*EXERCISE PROMPT*:
Pull out each line of the records that contains the word "building" and copy those lines.

— START GIVEN RECORDS —

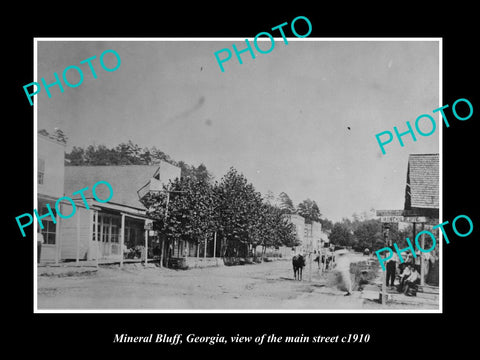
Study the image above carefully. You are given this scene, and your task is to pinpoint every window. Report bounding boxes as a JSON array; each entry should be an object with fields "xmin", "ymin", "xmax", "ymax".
[
  {"xmin": 38, "ymin": 202, "xmax": 57, "ymax": 245},
  {"xmin": 37, "ymin": 158, "xmax": 45, "ymax": 185},
  {"xmin": 92, "ymin": 214, "xmax": 120, "ymax": 243},
  {"xmin": 42, "ymin": 219, "xmax": 57, "ymax": 245}
]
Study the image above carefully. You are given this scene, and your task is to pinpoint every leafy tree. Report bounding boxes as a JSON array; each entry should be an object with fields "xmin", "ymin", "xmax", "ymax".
[
  {"xmin": 318, "ymin": 218, "xmax": 333, "ymax": 232},
  {"xmin": 216, "ymin": 168, "xmax": 262, "ymax": 256},
  {"xmin": 38, "ymin": 129, "xmax": 50, "ymax": 136},
  {"xmin": 65, "ymin": 146, "xmax": 85, "ymax": 166},
  {"xmin": 142, "ymin": 177, "xmax": 217, "ymax": 264},
  {"xmin": 353, "ymin": 220, "xmax": 383, "ymax": 251}
]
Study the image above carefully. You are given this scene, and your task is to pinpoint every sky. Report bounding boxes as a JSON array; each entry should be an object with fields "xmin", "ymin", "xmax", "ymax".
[{"xmin": 36, "ymin": 38, "xmax": 442, "ymax": 221}]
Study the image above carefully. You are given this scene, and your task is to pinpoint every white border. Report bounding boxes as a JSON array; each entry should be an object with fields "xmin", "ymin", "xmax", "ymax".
[{"xmin": 33, "ymin": 37, "xmax": 443, "ymax": 314}]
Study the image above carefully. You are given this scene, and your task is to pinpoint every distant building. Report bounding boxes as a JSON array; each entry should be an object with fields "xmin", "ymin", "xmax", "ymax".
[
  {"xmin": 284, "ymin": 214, "xmax": 305, "ymax": 246},
  {"xmin": 36, "ymin": 134, "xmax": 66, "ymax": 262},
  {"xmin": 302, "ymin": 221, "xmax": 322, "ymax": 252}
]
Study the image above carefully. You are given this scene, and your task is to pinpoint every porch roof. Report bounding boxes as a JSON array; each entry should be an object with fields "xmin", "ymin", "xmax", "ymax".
[{"xmin": 65, "ymin": 165, "xmax": 159, "ymax": 210}]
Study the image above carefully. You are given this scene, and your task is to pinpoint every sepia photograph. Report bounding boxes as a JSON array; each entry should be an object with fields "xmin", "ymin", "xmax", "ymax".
[{"xmin": 31, "ymin": 38, "xmax": 440, "ymax": 313}]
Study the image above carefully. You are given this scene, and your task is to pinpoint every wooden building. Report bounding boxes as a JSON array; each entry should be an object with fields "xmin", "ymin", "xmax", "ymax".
[
  {"xmin": 34, "ymin": 133, "xmax": 65, "ymax": 262},
  {"xmin": 60, "ymin": 162, "xmax": 180, "ymax": 262}
]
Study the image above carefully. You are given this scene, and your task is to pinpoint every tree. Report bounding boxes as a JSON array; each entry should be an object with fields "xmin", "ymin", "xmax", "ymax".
[
  {"xmin": 38, "ymin": 129, "xmax": 50, "ymax": 136},
  {"xmin": 142, "ymin": 177, "xmax": 217, "ymax": 261},
  {"xmin": 297, "ymin": 199, "xmax": 322, "ymax": 224},
  {"xmin": 65, "ymin": 146, "xmax": 85, "ymax": 166},
  {"xmin": 318, "ymin": 218, "xmax": 333, "ymax": 232},
  {"xmin": 216, "ymin": 168, "xmax": 262, "ymax": 257},
  {"xmin": 353, "ymin": 220, "xmax": 383, "ymax": 251}
]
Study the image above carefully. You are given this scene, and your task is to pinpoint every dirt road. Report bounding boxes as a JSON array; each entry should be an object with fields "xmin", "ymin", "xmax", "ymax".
[{"xmin": 38, "ymin": 253, "xmax": 436, "ymax": 310}]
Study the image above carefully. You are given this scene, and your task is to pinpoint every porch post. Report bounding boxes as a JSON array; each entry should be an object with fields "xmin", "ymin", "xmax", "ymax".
[
  {"xmin": 95, "ymin": 210, "xmax": 100, "ymax": 268},
  {"xmin": 55, "ymin": 211, "xmax": 62, "ymax": 265},
  {"xmin": 75, "ymin": 210, "xmax": 80, "ymax": 265},
  {"xmin": 120, "ymin": 214, "xmax": 125, "ymax": 267},
  {"xmin": 213, "ymin": 231, "xmax": 217, "ymax": 259},
  {"xmin": 420, "ymin": 223, "xmax": 425, "ymax": 286},
  {"xmin": 145, "ymin": 230, "xmax": 148, "ymax": 265}
]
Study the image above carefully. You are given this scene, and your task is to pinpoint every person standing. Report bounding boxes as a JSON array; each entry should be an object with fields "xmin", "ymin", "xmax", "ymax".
[
  {"xmin": 403, "ymin": 265, "xmax": 420, "ymax": 296},
  {"xmin": 37, "ymin": 226, "xmax": 43, "ymax": 265},
  {"xmin": 332, "ymin": 249, "xmax": 352, "ymax": 296}
]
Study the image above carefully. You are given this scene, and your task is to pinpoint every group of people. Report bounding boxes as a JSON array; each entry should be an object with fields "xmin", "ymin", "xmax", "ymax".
[
  {"xmin": 386, "ymin": 248, "xmax": 421, "ymax": 296},
  {"xmin": 313, "ymin": 248, "xmax": 335, "ymax": 271}
]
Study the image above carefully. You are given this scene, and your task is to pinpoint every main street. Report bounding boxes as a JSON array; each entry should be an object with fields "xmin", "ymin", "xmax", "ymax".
[
  {"xmin": 38, "ymin": 254, "xmax": 436, "ymax": 310},
  {"xmin": 38, "ymin": 255, "xmax": 370, "ymax": 310}
]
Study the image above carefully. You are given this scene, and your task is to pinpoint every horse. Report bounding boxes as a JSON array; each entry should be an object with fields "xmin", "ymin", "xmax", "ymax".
[{"xmin": 292, "ymin": 254, "xmax": 305, "ymax": 280}]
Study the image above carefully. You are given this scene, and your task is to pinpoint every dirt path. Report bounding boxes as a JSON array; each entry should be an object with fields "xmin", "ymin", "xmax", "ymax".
[{"xmin": 38, "ymin": 255, "xmax": 436, "ymax": 310}]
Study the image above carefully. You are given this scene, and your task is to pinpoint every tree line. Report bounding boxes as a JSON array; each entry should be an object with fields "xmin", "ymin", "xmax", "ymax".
[
  {"xmin": 142, "ymin": 167, "xmax": 299, "ymax": 258},
  {"xmin": 59, "ymin": 134, "xmax": 394, "ymax": 256},
  {"xmin": 62, "ymin": 138, "xmax": 213, "ymax": 180}
]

— END GIVEN RECORDS —

*RESULT OF THE EXERCISE*:
Study the image above carefully. You are given this scene, and your task is to pinpoint every distant building. Report bounding boxes as a JSON array; each entry should be an object with fields "xmin", "ymin", "xmax", "ymax".
Study the image above carefully. You are given this scene, and your task is to pinpoint every wooden building. Report bounding boxes as a JSON array; each entry should be an object with fields "xmin", "ymin", "xmax", "ymax".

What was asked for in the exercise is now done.